Requirements
- 1) Copy the passage from the post addressed to Trump voters, from "What did you" up to and including "in the negative.", word for word.
- 2) Answer these questions about the post addressed to Trump voters:
(a) Under which categories is the post filed?
(b) Over how many years does the writer say Trump voters claim to have suffered with Barack Obama as president?
(c) Where does the post say suspected terrorists were incarcerated?
- 3) Extend the post addressed to Trump voters with a few more paragraphs, starting right after its final sentence.

Document section
● ● ●
Posted in Commentary, Politics

What did you endure, Trump voters?

No, really, I’m asking:  What, exactly, did you endure, that you suffered so over the last 8 years with Barack Obama as our president?

Because I keep hearing about how you suffered tremendously under President Obama, and now we (progressives) get to know how it feels to be so unhappy in a president.  And I want to know HOW?  Because no one ever gives any specifics of how they, personally, were affected in the negative.  

He righted the tanked economy.  He rehabilitated America’s international reputation.  He advanced civil rights for many marginalized groups.  He showed mercy to refugees.  Right or wrong, he avenged America for 9/11 in killing bin Laden and in the continued hunt for and incarceration at Gitmo of suspected terrorists.  He helped millions of Americans have access to health care for the first time.  

What have you got against any of those things (and others), exactly?

What have you endured, from Obama and from progressives across the nation?  What exactly is your problem?  

Is it that you suffered the “indignity” of being led by a Black man, and were forced to confront not only the racist past, (present, and foreseeable future) of our country,  but also the unexamined white supremacist ideals and structures that have seeped into your own mind and values, and that made you uncomfortable and angry?  

Is it that you were “forced” to be legally decent to people who aren’t you and your family?  That you were prevented by law from actively persecuting people you don’t understand, or don’t agree with?  That you find it ever more difficult to find a receptive audience for your racial slurs and misogyny, and are held accountable when you misjudge that audience?
● ● ●
Information shown
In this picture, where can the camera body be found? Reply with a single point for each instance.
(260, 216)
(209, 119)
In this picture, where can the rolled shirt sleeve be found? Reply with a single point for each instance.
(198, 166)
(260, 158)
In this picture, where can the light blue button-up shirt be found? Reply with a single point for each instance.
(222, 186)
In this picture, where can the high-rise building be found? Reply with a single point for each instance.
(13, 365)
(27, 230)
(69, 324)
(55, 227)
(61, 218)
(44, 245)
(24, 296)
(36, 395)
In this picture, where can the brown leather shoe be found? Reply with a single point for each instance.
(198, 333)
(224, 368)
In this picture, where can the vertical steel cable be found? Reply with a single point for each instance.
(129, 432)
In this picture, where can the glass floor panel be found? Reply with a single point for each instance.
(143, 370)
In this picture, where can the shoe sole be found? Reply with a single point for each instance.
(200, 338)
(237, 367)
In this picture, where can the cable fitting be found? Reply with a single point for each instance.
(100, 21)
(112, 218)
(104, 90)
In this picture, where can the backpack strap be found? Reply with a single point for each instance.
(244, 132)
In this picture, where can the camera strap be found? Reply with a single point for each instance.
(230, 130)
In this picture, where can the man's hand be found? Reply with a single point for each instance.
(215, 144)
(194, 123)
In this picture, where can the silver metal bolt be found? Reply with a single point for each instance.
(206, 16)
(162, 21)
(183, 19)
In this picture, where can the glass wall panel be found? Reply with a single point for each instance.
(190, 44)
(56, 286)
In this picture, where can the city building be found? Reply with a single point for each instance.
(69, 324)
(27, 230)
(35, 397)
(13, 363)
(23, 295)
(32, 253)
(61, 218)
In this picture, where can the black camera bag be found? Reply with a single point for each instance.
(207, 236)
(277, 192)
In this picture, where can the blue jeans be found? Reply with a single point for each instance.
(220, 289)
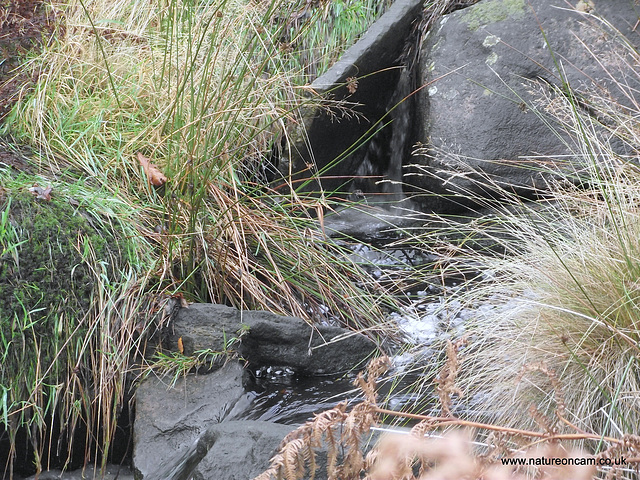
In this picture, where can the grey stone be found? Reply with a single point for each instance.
(328, 139)
(169, 419)
(242, 450)
(483, 64)
(271, 339)
(111, 472)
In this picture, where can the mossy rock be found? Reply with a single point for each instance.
(53, 256)
(50, 272)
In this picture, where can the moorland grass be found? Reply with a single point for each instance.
(203, 89)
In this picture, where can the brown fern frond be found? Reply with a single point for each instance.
(293, 461)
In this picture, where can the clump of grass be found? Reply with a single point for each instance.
(68, 323)
(566, 339)
(203, 90)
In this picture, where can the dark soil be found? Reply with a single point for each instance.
(25, 26)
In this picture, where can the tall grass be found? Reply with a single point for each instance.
(564, 344)
(203, 90)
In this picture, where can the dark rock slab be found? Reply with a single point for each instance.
(271, 339)
(170, 419)
(479, 113)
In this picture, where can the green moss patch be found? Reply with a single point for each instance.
(493, 11)
(52, 257)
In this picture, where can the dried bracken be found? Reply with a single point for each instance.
(447, 447)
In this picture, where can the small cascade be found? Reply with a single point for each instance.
(379, 175)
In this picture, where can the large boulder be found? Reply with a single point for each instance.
(485, 67)
(365, 78)
(170, 415)
(270, 339)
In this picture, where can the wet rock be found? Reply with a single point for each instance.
(242, 450)
(270, 339)
(486, 66)
(366, 77)
(169, 419)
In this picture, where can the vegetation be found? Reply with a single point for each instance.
(153, 124)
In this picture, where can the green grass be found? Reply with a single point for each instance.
(204, 89)
(565, 270)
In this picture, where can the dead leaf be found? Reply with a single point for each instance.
(352, 85)
(41, 193)
(155, 176)
(183, 301)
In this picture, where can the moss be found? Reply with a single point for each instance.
(493, 11)
(47, 281)
(49, 270)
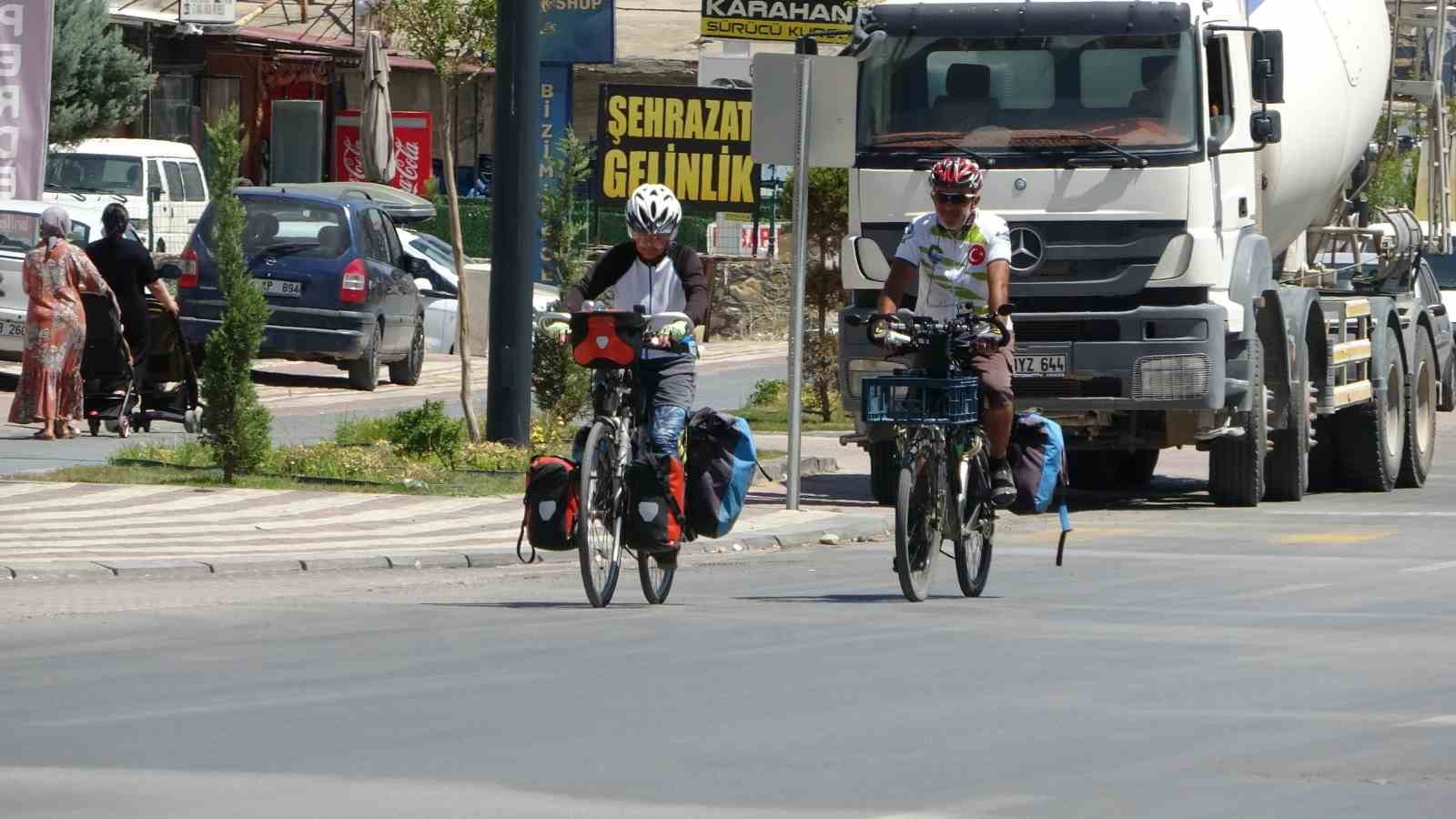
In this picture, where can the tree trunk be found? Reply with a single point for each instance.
(458, 244)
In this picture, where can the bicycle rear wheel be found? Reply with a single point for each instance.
(599, 523)
(916, 545)
(975, 526)
(657, 579)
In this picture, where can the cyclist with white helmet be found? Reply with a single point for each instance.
(963, 256)
(662, 276)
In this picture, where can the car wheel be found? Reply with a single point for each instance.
(364, 370)
(407, 372)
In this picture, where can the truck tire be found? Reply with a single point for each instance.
(1420, 416)
(1288, 462)
(885, 471)
(1372, 435)
(1237, 465)
(1136, 468)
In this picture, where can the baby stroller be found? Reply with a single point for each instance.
(167, 379)
(106, 376)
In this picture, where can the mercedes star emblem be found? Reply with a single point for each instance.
(1026, 249)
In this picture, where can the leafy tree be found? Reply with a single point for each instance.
(459, 38)
(562, 388)
(96, 82)
(235, 426)
(829, 223)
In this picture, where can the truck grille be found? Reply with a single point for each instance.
(1085, 329)
(1171, 378)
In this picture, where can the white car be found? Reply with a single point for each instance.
(440, 293)
(19, 234)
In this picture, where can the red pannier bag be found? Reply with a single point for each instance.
(551, 506)
(606, 339)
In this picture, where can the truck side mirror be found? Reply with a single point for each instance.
(1267, 67)
(873, 264)
(1266, 127)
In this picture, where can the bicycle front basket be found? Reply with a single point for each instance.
(910, 399)
(608, 339)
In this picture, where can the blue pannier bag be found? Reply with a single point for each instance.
(1038, 464)
(721, 460)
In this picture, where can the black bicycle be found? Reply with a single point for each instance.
(611, 343)
(944, 450)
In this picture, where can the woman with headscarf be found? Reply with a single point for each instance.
(128, 270)
(55, 276)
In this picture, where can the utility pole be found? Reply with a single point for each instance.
(516, 198)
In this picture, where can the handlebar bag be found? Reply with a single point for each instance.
(721, 460)
(654, 516)
(606, 339)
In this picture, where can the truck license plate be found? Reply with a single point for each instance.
(1041, 366)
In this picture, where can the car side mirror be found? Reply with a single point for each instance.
(873, 263)
(1266, 127)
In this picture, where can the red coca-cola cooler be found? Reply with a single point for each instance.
(414, 136)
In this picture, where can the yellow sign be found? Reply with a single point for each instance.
(830, 21)
(695, 140)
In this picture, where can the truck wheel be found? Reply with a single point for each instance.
(1420, 416)
(885, 471)
(1136, 468)
(1237, 465)
(1372, 435)
(1288, 464)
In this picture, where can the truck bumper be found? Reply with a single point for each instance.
(1145, 359)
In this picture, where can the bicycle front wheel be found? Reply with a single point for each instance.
(916, 547)
(599, 522)
(657, 579)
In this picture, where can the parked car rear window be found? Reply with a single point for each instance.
(288, 227)
(94, 172)
(21, 232)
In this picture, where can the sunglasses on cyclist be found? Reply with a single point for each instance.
(953, 198)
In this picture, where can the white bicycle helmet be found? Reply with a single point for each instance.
(652, 208)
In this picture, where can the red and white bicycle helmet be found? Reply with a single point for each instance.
(957, 174)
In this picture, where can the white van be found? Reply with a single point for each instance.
(98, 172)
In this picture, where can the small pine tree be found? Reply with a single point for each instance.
(235, 424)
(96, 82)
(562, 389)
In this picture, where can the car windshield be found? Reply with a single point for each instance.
(94, 174)
(284, 227)
(1028, 101)
(19, 232)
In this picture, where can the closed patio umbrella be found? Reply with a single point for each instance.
(378, 120)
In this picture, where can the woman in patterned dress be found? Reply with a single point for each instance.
(55, 274)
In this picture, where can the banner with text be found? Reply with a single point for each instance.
(779, 19)
(695, 140)
(25, 96)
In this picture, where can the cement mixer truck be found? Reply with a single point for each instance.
(1174, 175)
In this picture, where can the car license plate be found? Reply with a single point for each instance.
(278, 288)
(1037, 366)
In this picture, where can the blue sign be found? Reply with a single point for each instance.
(579, 31)
(555, 118)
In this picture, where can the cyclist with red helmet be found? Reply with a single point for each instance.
(963, 254)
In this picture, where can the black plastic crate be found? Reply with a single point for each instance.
(912, 399)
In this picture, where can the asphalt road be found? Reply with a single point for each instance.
(1292, 661)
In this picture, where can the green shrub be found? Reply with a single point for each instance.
(427, 431)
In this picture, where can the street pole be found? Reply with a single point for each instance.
(801, 263)
(513, 225)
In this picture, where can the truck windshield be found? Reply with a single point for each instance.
(1030, 101)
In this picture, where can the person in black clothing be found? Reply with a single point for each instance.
(127, 268)
(662, 276)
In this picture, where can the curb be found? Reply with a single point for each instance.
(778, 470)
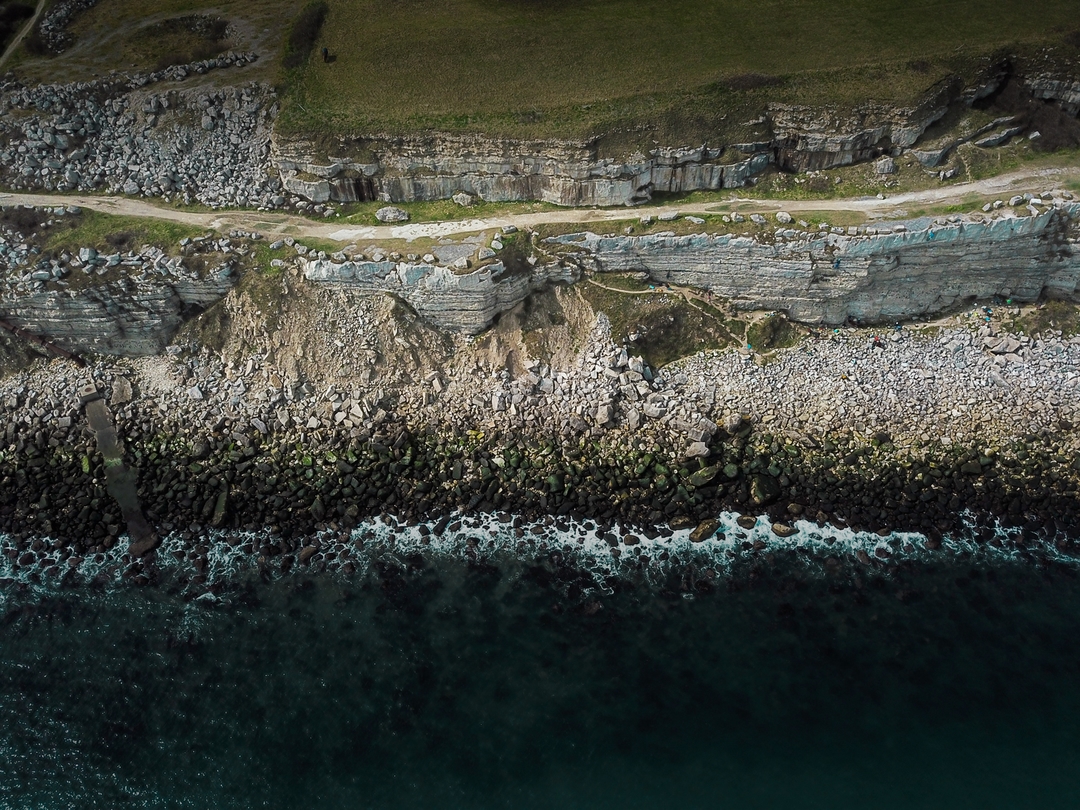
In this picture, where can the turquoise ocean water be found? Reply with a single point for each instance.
(463, 672)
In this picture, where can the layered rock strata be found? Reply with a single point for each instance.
(565, 173)
(832, 275)
(121, 318)
(451, 299)
(795, 137)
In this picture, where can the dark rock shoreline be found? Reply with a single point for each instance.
(53, 498)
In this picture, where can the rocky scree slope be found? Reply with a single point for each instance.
(116, 135)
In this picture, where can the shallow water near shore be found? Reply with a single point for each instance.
(459, 672)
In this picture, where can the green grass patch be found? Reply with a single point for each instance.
(1053, 315)
(108, 233)
(440, 211)
(698, 67)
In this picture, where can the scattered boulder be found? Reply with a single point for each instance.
(391, 214)
(704, 530)
(885, 165)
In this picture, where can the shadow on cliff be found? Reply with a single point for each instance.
(1056, 129)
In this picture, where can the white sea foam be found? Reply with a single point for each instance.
(495, 539)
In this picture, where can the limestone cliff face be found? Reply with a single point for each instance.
(813, 138)
(460, 301)
(828, 278)
(121, 318)
(565, 173)
(797, 138)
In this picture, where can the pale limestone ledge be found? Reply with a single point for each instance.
(828, 278)
(461, 301)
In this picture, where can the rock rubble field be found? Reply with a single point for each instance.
(118, 135)
(896, 431)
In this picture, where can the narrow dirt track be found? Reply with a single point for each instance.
(22, 35)
(286, 224)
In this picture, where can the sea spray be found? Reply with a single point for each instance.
(205, 567)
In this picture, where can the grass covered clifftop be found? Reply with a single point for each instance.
(640, 70)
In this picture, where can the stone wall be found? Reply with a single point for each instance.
(891, 273)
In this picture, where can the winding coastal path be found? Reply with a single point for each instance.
(295, 226)
(17, 39)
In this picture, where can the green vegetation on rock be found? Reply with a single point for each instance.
(638, 70)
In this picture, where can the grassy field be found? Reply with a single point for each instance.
(108, 233)
(132, 35)
(637, 69)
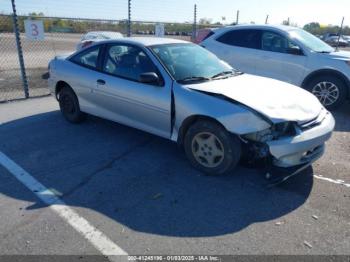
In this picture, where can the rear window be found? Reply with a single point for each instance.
(87, 58)
(247, 38)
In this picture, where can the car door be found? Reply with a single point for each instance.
(280, 58)
(238, 47)
(121, 97)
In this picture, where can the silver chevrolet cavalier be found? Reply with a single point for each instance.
(182, 92)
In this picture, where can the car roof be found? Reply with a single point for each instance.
(257, 26)
(147, 41)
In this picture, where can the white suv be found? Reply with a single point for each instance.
(285, 53)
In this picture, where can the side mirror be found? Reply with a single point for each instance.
(295, 50)
(149, 78)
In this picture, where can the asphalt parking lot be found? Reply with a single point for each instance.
(139, 192)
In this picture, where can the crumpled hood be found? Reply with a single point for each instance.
(279, 101)
(339, 55)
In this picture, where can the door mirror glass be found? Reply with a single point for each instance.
(149, 78)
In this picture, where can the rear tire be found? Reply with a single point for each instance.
(330, 90)
(211, 149)
(69, 105)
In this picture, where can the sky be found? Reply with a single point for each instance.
(300, 12)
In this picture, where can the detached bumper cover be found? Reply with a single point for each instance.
(305, 147)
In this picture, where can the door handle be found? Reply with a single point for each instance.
(101, 82)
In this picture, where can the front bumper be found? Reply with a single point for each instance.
(307, 146)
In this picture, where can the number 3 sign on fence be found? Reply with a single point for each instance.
(34, 29)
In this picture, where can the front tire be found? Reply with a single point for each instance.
(211, 149)
(330, 90)
(69, 105)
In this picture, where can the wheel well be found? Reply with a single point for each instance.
(190, 121)
(328, 72)
(59, 87)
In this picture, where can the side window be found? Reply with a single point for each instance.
(243, 38)
(87, 58)
(274, 42)
(127, 62)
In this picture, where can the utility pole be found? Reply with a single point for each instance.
(340, 32)
(129, 18)
(267, 19)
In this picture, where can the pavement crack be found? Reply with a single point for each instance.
(106, 166)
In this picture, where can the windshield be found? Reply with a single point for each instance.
(311, 41)
(189, 62)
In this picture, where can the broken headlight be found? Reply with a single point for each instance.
(274, 132)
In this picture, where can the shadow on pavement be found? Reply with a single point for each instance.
(142, 181)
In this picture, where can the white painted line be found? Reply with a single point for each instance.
(100, 241)
(334, 181)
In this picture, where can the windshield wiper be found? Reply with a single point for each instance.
(194, 79)
(225, 73)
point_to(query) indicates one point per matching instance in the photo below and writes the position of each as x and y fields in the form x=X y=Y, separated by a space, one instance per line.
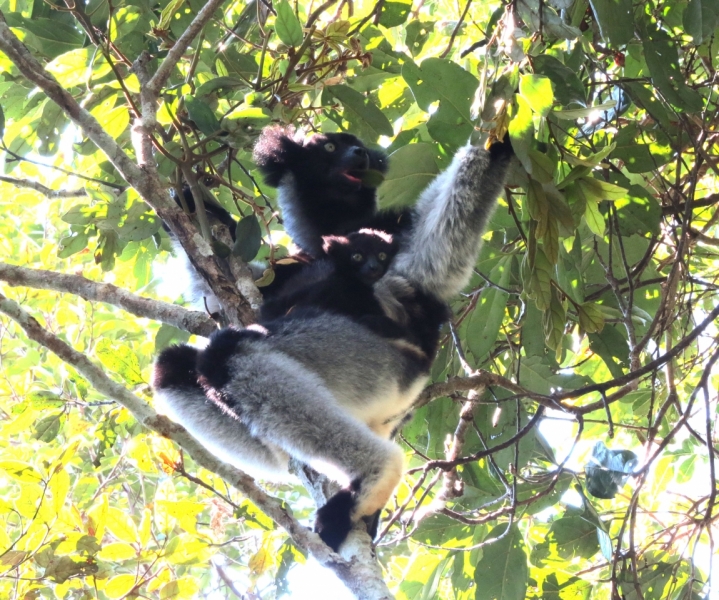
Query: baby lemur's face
x=366 y=254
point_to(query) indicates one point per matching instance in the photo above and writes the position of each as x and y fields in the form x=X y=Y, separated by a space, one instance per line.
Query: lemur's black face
x=332 y=162
x=366 y=254
x=344 y=160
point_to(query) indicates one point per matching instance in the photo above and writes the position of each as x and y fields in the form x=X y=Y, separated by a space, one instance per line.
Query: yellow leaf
x=121 y=525
x=185 y=512
x=27 y=503
x=140 y=454
x=20 y=471
x=184 y=588
x=117 y=551
x=119 y=586
x=259 y=562
x=59 y=486
x=145 y=528
x=98 y=517
x=591 y=319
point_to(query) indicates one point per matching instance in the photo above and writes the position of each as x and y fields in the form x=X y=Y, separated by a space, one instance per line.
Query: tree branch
x=361 y=573
x=44 y=190
x=144 y=179
x=187 y=320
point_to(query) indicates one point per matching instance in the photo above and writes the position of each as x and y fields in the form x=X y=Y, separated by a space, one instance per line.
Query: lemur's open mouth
x=354 y=176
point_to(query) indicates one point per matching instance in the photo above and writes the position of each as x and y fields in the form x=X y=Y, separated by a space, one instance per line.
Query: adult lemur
x=326 y=186
x=324 y=388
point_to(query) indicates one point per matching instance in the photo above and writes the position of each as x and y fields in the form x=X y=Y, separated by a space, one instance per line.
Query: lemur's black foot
x=333 y=521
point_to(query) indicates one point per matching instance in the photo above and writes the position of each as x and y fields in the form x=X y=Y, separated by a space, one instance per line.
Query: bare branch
x=145 y=180
x=360 y=572
x=187 y=320
x=174 y=56
x=43 y=189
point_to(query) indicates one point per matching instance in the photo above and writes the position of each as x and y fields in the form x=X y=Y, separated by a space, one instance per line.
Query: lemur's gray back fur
● ● ●
Exercise responses
- 1)
What did you endure, Trump voters?

No, really, I’m asking:  What, exactly, did you endure, that you suffered so over the last 8 years with Barack Obama as our president?

Because I keep hearing about how you suffered tremendously under President Obama, and now we (progressives) get to know how it feels to be so unhappy in a president.  And I want to know HOW?  Because no one ever gives any specifics of how they, personally, were affected in the negative.

- 2)
(a) Commentary and Politics
(b) 8 years
(c) Gitmo

- 3)
Were you intolerably put out by the fact that a large number of people think their lives and their bodies and their sex lives are none of your goddamn business, and spoke out, loudly, to make you understand that they didn’t appreciate your inappropriate, hateful intrusion across their healthy boundaries?  

Were you brought up uncomfortably short by the realization that you really don’t understand what it means to live in a society with others, and that since time immemorial, humans have worked cooperatively for their MUTUAL benefit, stifling the unreasonable expectation that their every individual desire and preference be accommodated at all times, because people are different?  

Did you suffer further by not understanding the history of humanity in general, and this country specifically? Did it hurt your heads to reckon with the uncomfortable truth that this is a nation of immigrants built on the bones of the native peoples of this land, land our ancestors stole from them through violent genocide?  Do you feel enslaved and murdered, as they were, because you have to hear Spanish in the Walmart or Arabic in the grocery store?  And if so, where is your ongoing concern for the people who suffered when your family showed up on these shores as you unironically scream “Go back to wherever you came from!” at strangers?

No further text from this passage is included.